→ **BRIEF A**
Return the portion of the hospital blog post from "I'm just very" up to and including "for you all.".
→ **BRIEF B**
According to the hospital blog post, why is the writer being kept in the hospital overnight?

→ **PASSAGE**

■ ■ ■ ■ ■

I'm just very grateful to be back in my own space again. It was hard to get excited about much this week. I really struggled with feeling confined and down. I didn't get up and take walks or anything. I just wallowed in my room and took comfort in the people around me. It was very, very nice to have my sister in town for part of it. We had some great conversations, and she is such a relieving and loving presence for me. Again, I am amazed at my support network, at all of you who are helping in so many ways and reading and cheering me on through this. I had special deliveries of tea, chocolates, bagels, lunch, dinner, coffee, movies. I feel very lucky and extraordinarily thankful. So, thank you. And know that I hold so much love in my heart for you all.

Saturday, September 22, 2012

Safety First

Still here in the hosptial, waiting it out. Infection is clearing up rather nicely. All the inflamed ugly redness has resolved into a healthier pink and not inflamed. No more blood or stinkiness, and still draining nicely. My surgeon is happy with how everything looks and is going. The med docs seem happy with how everything is going. I've been getting IV antibiotics fresh every six hours for two days running now and it seems to be agreeing with me. They're transitioning me from one IV antibiotic to one oral and one IV (which can be prescribed as an oral). They're keeping me overnight for observation and to make sure I don't have any issues with the new meds. If everything looks good, I continue to have no fever and my WBC counts don't fall any lower with tomorrow morning's blood work, they will likely let me go sometime tomorrow afternoon. So almost done.

In this blog post we learn about blood science (yaaaaayyyyy!!!). Today's post is brought to you by the letter N. When you get a basic CBC blood work up you get your RBC, WBC, hemoglobin and a whole slew of other chemistry names that tell you nothing about what it really is. One of those words is Neutrophil. This is your mature white blood cells. Your WBC count tells you how many recruits you have on the ground, but the neutrophil count tells you how many seasoned vets in tanks are there with them. These are the guys that strategize and really know how to take out the enemy (evil cancer - ooooohhhhh). So your WBC count could be pretty decent, but if your neutrophil count is low then you are still in pretty crap shape. If they're both low (like me), then you are in crap shape no doubt about it. This state is called Neutropenia and calls for neutropenic precautions. So there's a note above my name that says this and is accompanied by a box of face masks. Anyone who comes in who may be sick, could have been exposed to something, or is generally paranoid about that sort of thing can don a mask before coming in. This is for my safety, not yours. I don't have anything to give you, but I am a ripe candidate for all bacteria. I've got five whole pages of other precautions, but you seriously don't want to know about that paranoid paraphernalia.

It's certainly interesting seeing most of the people in my room with pale yellow masks on. And the way they move when people talk is weird and birdlike. I get kind of fascinated watching their masks and getting caught between Bane and Big Bird imagery in my head. It's not an absolute that you have to don a mask when you come in, but all of the day staff are following the guideline. And since we take things like this seriously in our household, it's safety first even for the safest of visitors. (*snerk*)

Good visiting tonight when my sister showed up in town. We had a little pizza party here in the room and a good time. I kicked everybody out a bit ago so I could get to the midnight poking and prodding and meds, finish this post out and get some sleep myself. A bit of an insomnia bout last night so I'm pretty wiped out tonight. Since I'm mobile and doing really well, I am low on the priority list for the shift nurses. Which equals a good thing because they don't come in so often to check on me and unless they need to take vitals or make a change to my IV, they'll just leave if they see that I'm sleeping. So there are good 3-4 hour shifts of sleeping that can be accomplished. A very nice perk indeed. Hopefully by this time tomorrow I'll be happily ensconced in my own bed with unlimited sleeping shifts available. For tonight, again, I'll have to be satisfied with just my pillow. Oh, and I miss my kitties.

■ ■ ■ ■ ■

→ **SUPPLIED INFORMATION**
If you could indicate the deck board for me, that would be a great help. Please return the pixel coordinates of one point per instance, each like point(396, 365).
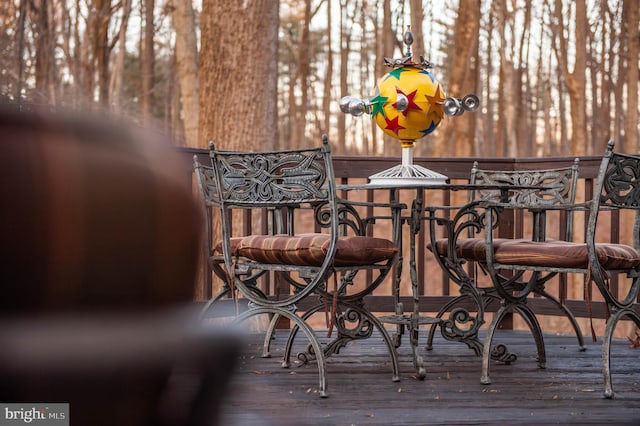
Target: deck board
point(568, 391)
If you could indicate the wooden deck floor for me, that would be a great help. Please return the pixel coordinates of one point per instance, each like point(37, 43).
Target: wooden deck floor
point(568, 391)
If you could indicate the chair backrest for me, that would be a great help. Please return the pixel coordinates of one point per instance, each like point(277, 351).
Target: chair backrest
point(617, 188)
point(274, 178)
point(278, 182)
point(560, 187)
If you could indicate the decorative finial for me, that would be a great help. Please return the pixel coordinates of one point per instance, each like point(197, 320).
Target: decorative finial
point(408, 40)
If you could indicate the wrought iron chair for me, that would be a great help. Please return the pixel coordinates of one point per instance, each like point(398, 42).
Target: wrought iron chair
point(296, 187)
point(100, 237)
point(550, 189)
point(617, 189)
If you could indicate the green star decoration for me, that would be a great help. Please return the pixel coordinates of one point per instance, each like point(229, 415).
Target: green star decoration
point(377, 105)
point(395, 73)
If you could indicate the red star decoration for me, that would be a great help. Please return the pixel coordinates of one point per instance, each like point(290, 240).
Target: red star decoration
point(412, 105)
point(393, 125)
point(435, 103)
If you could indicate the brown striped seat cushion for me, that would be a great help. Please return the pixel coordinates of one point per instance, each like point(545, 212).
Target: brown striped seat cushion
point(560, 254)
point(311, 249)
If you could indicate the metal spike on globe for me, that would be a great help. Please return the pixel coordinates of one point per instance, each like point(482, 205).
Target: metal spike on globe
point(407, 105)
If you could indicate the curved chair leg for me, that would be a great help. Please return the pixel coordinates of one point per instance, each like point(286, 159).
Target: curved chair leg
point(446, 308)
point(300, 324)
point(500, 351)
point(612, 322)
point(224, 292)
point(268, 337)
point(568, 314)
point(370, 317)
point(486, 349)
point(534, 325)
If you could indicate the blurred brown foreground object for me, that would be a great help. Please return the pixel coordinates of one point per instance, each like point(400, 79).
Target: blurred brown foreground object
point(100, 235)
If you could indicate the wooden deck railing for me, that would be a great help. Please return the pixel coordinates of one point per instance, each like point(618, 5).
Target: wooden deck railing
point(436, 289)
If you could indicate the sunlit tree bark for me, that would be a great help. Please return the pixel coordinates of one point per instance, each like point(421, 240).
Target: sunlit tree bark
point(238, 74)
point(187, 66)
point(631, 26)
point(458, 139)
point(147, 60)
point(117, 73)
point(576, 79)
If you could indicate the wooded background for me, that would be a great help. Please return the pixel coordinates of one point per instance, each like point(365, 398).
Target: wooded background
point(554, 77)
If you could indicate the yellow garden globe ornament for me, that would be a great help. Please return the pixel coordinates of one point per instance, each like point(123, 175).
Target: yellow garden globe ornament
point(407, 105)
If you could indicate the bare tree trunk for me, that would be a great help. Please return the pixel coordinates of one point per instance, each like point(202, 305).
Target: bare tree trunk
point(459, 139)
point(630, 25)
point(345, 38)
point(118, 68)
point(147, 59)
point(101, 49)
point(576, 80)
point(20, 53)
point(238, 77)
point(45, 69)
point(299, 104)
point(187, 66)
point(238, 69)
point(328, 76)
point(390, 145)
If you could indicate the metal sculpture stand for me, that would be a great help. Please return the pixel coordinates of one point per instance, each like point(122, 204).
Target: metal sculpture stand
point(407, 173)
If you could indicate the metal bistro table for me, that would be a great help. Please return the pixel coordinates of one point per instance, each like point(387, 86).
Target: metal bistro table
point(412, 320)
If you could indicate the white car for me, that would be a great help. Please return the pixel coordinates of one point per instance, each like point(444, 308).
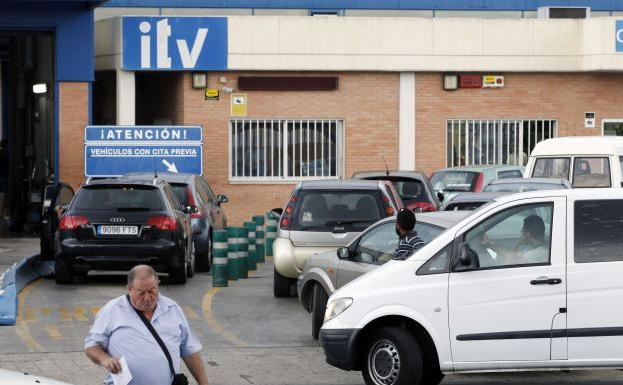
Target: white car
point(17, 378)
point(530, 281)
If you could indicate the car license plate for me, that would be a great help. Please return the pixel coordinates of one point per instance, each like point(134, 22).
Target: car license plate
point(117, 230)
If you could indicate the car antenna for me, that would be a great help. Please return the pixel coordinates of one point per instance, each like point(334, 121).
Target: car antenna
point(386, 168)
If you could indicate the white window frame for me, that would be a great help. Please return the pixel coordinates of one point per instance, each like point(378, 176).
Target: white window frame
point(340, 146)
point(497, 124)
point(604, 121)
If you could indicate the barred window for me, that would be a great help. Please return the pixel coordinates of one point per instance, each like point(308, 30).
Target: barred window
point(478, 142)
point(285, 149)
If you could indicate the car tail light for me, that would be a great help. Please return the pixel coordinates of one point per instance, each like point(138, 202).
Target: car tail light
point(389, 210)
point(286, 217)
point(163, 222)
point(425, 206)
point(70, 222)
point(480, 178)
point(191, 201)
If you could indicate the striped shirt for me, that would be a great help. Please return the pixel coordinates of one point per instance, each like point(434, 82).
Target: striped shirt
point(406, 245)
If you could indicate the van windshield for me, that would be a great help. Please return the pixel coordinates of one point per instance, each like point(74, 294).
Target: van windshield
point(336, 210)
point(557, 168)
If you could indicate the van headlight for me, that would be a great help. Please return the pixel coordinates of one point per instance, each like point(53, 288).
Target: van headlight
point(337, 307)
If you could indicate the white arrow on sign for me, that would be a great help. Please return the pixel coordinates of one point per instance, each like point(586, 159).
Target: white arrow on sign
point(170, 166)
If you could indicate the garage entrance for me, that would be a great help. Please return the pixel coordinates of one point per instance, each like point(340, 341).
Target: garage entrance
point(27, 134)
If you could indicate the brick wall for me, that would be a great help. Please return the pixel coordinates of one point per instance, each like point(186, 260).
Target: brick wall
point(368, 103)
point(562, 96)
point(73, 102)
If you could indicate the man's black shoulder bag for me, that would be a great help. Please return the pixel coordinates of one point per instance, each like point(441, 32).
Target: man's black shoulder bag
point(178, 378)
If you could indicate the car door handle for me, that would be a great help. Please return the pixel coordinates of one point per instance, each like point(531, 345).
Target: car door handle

■ ■ ■ ■ ■

→ **EXERCISE ANSWER A**
I'm just very grateful to be back in my own space again. It was hard to get excited about much this week. I really struggled with feeling confined and down. I didn't get up and take walks or anything. I just wallowed in my room and took comfort in the people around me. It was very, very nice to have my sister in town for part of it. We had some great conversations, and she is such a relieving and loving presence for me. Again, I am amazed at my support network, at all of you who are helping in so many ways and reading and cheering me on through this. I had special deliveries of tea, chocolates, bagels, lunch, dinner, coffee, movies. I feel very lucky and extraordinarily thankful. So, thank you. And know that I hold so much love in my heart for you all.

→ **EXERCISE ANSWER B**
The writer is being kept overnight for observation. The staff also want to make sure the new medications cause no issues, since the writer is being moved from one IV antibiotic to one oral and one IV antibiotic.